* Exercise:
Can you extract every line of the records below word for word, leaving out the pictures?

-- begin Task data --

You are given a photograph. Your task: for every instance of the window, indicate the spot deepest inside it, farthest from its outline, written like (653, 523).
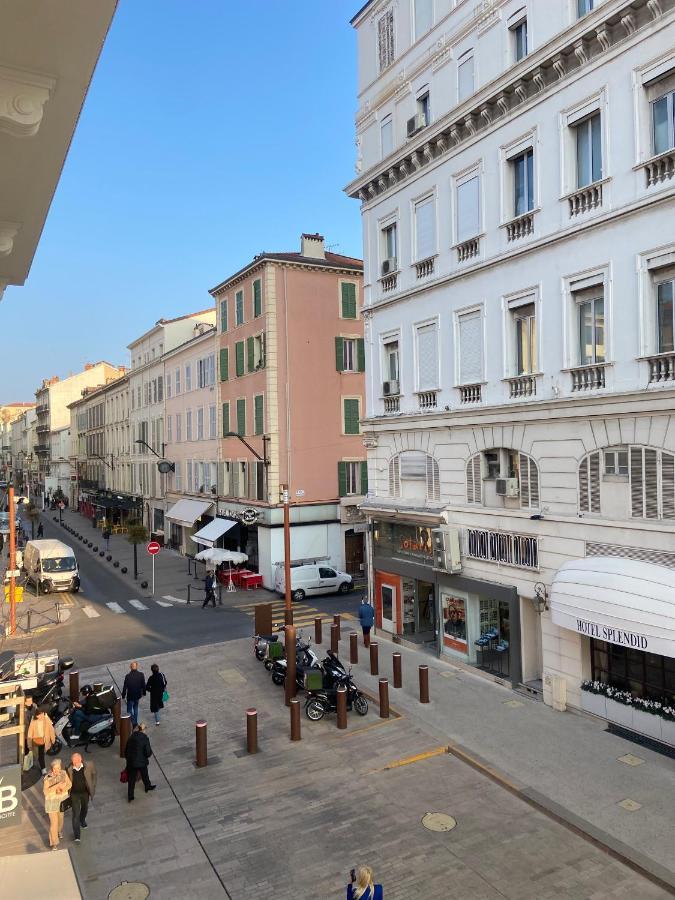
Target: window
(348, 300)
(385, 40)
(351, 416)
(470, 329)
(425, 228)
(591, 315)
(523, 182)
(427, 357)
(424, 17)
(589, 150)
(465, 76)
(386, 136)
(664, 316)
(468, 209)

-- end Task data --

* Full answer:
You are given a photograph. Your task: for every instance of the window, indicate the spot deepest inside it, farthest from its outline, written like (653, 523).
Target: window
(348, 300)
(385, 40)
(351, 416)
(470, 329)
(425, 228)
(591, 315)
(523, 182)
(427, 357)
(424, 17)
(589, 150)
(465, 76)
(386, 136)
(664, 316)
(468, 209)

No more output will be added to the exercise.